→ **What is asked**:
Continue the write-up on plotting population by region, which appears below ahead of the items, picking up right after its final sentence.

The `population_distribution_by_region()` function generates a two-part pie chart visualization showcasing the distribution of global population by region. Using Seaborn for styling, the function groups the `df_countries` DataFrame by 'Region' and calculates the sum of populations.

In the resulting pie chart:
- The outer ring illustrates the distribution of population across regions, with labels indicating each region's percentage share.
- The inner circle serves as a visual separator, providing a clean and informative presentation.

This visualization provides a clear snapshot of population distribution, aiding in the understanding of demographic patterns across different regions.


In [None]:
def population_distribution_by_region():

    sns.set(style="whitegrid")
    sns.set_palette("bright")
    region_population = df_countries.groupby('Region')['Population'].sum()

    fig, (outer_ax, inner_ax) = plt.subplots(1, 2, figsize=(12, 6))

    outer_wedges, outer_labels, _ = outer_ax.pie(region_population, labels=region_population.index, startangle=140,
                                                autopct='%d%%', pctdistance=0.85, wedgeprops=dict(width=0.3),
                                                textprops={'color': 'white', 'fontweight': 'bold'})


    for label, wedge in zip(outer_labels, outer_wedges):
        label.set_color(wedge.get_facecolor())

    outer_ax.axis('equal')
    outer_ax.set_title('Population Distribution by Region', fontweight='bold')

    inner_wedges, inner_labels = inner_ax.pie([1], labels=[''], radius=0.7, colors=['white']) 

    inner_ax.axis('equal')  

    plt.tight_layout()
    plt.show()
    plt.clf()

population_distribution_by_region()

**Observations:**

We can see that 57% of humanity is Asian, due in particular to India and China. Apart from Asia, the population is fairly evenly distributed between the continents.

**Barplot for Regional Statistics:**

The `barplot_stat_per_region()` function generates bar plots to visualize selected statistics across different regions. It accepts a DataFrame, a statistical column (`stat`), and an aggregation function (`estimator_func`), such as mean or median.

→ **Dataset excerpts**:

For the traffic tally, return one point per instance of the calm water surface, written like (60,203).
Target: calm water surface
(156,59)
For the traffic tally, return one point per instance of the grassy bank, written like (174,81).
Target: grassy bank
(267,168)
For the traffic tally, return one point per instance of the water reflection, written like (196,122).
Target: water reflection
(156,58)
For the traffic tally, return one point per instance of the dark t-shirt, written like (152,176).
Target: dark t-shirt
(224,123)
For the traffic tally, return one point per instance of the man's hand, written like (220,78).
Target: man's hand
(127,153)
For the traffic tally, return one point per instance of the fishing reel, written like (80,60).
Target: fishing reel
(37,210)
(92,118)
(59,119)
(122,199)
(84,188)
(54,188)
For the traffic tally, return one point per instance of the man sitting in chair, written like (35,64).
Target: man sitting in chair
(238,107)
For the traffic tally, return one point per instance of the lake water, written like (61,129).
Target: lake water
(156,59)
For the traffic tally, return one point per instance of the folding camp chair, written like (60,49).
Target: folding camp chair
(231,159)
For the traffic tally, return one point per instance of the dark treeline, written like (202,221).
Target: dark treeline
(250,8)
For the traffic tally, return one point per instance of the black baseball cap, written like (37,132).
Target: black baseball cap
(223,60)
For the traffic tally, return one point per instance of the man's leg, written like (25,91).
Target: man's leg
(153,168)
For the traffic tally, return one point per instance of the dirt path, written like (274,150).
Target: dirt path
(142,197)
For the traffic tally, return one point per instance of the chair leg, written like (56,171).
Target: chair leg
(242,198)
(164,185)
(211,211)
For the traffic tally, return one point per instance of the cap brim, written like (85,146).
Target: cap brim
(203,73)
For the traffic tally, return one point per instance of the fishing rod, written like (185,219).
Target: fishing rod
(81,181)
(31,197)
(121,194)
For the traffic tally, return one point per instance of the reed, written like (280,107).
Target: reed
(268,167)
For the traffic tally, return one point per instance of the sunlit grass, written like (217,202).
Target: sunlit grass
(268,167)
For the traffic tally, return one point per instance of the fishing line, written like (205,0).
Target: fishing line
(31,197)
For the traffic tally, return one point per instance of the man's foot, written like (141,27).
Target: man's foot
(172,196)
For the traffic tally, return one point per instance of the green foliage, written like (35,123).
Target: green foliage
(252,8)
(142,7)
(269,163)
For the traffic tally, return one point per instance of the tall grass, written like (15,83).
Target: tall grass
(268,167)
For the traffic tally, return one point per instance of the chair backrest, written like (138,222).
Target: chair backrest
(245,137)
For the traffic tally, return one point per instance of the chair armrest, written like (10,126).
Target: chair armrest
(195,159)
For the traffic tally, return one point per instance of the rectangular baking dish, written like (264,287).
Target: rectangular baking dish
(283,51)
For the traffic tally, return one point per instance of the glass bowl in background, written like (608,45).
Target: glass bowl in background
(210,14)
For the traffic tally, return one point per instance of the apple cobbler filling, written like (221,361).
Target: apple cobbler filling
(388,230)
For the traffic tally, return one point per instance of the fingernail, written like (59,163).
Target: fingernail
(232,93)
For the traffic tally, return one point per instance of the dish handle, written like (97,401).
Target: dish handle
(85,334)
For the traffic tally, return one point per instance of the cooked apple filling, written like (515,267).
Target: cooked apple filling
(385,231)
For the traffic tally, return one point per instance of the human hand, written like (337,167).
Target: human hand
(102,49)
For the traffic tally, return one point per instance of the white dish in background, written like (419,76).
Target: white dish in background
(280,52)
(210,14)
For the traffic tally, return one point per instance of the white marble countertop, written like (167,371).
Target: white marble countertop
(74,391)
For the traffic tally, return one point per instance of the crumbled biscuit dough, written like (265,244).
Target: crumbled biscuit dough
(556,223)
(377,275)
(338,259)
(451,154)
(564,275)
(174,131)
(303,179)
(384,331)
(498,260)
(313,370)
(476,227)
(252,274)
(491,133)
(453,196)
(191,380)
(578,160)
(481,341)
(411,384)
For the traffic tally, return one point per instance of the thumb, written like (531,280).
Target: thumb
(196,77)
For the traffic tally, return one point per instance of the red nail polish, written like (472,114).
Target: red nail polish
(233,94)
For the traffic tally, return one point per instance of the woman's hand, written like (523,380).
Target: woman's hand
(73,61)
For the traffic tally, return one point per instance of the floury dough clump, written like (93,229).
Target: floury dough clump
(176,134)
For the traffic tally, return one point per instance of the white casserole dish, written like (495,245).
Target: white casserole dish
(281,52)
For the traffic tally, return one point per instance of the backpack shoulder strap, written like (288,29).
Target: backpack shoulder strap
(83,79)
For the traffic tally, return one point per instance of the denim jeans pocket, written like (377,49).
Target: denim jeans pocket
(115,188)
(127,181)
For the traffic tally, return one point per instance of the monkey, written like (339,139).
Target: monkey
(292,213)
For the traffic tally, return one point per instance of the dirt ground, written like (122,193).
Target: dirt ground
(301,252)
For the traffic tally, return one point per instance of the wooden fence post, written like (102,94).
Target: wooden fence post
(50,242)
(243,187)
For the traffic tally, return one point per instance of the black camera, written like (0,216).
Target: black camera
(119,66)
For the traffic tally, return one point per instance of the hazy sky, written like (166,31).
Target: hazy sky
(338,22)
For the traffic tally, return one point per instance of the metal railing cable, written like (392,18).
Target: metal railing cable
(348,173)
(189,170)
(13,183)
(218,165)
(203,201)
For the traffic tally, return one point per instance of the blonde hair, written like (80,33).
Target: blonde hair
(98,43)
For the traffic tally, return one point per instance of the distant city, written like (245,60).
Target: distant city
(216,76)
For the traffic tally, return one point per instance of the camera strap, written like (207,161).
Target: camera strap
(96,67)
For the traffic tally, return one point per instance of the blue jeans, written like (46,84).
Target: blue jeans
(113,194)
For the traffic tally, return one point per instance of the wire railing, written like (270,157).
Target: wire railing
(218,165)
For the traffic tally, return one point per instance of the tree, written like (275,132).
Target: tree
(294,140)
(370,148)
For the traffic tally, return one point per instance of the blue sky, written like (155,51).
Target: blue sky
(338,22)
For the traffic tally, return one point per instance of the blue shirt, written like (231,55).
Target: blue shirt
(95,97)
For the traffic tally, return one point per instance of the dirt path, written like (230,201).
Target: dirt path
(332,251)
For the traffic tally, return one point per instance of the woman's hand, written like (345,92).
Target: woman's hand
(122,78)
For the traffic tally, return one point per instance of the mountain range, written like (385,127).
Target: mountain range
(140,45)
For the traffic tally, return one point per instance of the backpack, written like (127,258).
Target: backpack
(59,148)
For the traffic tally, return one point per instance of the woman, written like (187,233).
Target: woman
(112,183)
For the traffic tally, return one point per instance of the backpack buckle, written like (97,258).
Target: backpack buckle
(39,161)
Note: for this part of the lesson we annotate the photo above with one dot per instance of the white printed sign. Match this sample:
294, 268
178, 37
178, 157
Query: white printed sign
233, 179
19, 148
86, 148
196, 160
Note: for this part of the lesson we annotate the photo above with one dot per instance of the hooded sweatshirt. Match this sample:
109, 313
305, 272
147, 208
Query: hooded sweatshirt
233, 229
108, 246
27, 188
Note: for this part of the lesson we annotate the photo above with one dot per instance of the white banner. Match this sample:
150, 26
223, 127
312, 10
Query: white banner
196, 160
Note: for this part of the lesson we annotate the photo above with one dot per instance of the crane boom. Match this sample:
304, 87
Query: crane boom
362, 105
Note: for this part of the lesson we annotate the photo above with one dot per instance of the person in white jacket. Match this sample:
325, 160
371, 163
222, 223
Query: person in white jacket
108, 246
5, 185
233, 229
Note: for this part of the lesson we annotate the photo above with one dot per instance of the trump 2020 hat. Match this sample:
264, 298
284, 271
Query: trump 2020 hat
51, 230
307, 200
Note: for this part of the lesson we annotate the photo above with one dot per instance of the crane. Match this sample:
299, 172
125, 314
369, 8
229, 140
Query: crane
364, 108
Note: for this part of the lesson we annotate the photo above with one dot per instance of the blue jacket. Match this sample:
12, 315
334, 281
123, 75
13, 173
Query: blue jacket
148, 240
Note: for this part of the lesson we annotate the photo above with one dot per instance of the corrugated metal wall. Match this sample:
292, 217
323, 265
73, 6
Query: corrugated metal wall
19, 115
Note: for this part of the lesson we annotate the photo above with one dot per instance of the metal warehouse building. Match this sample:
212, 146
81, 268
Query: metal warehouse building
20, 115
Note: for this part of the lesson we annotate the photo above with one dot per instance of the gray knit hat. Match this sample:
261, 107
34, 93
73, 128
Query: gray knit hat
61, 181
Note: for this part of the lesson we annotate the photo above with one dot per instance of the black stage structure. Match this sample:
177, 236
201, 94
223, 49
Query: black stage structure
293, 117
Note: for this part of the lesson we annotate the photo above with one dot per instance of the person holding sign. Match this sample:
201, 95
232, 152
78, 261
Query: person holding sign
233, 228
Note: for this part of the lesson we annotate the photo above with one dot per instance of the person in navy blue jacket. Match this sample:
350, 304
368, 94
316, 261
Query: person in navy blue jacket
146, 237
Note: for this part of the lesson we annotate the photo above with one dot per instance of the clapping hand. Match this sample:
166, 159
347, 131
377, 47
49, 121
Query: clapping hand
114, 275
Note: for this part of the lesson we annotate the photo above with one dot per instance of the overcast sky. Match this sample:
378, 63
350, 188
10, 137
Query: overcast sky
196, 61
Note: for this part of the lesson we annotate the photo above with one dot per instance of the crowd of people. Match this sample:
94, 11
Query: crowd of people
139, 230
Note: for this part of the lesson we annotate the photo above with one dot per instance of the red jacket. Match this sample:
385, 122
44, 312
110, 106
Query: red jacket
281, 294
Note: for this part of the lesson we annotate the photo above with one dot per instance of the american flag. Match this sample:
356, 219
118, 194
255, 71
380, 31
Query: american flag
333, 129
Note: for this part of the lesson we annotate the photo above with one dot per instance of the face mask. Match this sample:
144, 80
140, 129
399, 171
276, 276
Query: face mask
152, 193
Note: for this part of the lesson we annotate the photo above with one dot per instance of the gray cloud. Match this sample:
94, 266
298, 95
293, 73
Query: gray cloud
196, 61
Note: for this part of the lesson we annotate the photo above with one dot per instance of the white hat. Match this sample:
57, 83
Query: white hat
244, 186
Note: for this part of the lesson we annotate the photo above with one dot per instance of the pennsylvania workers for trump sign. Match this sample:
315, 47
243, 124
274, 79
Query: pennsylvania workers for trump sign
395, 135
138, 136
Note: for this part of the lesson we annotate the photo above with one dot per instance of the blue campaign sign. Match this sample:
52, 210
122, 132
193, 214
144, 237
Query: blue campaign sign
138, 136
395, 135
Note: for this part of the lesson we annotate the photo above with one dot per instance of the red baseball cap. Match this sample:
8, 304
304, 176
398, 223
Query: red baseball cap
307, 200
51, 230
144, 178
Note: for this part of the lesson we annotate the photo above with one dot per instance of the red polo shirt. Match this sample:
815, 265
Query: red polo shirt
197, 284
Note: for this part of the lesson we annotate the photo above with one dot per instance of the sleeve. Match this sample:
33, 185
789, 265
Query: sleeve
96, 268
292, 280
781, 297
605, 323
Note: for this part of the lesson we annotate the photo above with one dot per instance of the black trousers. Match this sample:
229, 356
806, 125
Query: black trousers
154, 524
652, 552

→ **Reply to the exercise**:
For each statistic, the function creates a bar plot with the x-axis representing regions and the y-axis indicating the chosen statistic. Error bars are omitted for clarity. 

Additional visual elements include:
- Rotated x-axis labels for better readability.
- Numerical annotations above each bar displaying the corresponding statistic.

The resulting plots offer valuable insights into how specific statistics vary across different regions, aiding in the exploration of regional patterns.


In [None]:
def barplot_stat_per_region(data, stat, estimator_func):
    
    plt.figure()
    sns.set(style="whitegrid")
    sns.set_palette("bright")

    fig, ax = plt.subplots(figsize=(12, 10))
    sns.barplot(data=data, y=stat, x='Region', ax=ax, errorbar=None)
    plt.xticks(rotation=90, fontweight = 'bold')
    plt.yticks(fontweight = 'bold')

    plt.xlabel('Region', fontweight='bold')
    plt.ylabel(stat, fontweight='bold')
    plt.title(f'{estimator_func.__name__.capitalize()} {stat} per Region', fontweight='bold')

    for p in ax.patches:
        ax.annotate(format(p.get_height(), '.2f'), 
                    (p.get_x() + p.get_width() / 2., p.get_height()), 
                    ha='center', va='center', 
                    xytext=(0, 9), 
                    textcoords='offset points', fontweight = 'bold')

    plt.tight_layout()  
    plt.show()
    plt.clf()

barplot_stat_per_region(df_countries, 'GDP per capita', np.mean) 
barplot_stat_per_region(df_countries, 'Happiness score', np.mean) 
barplot_stat_per_region(df_countries, 'Literacy %', np.median)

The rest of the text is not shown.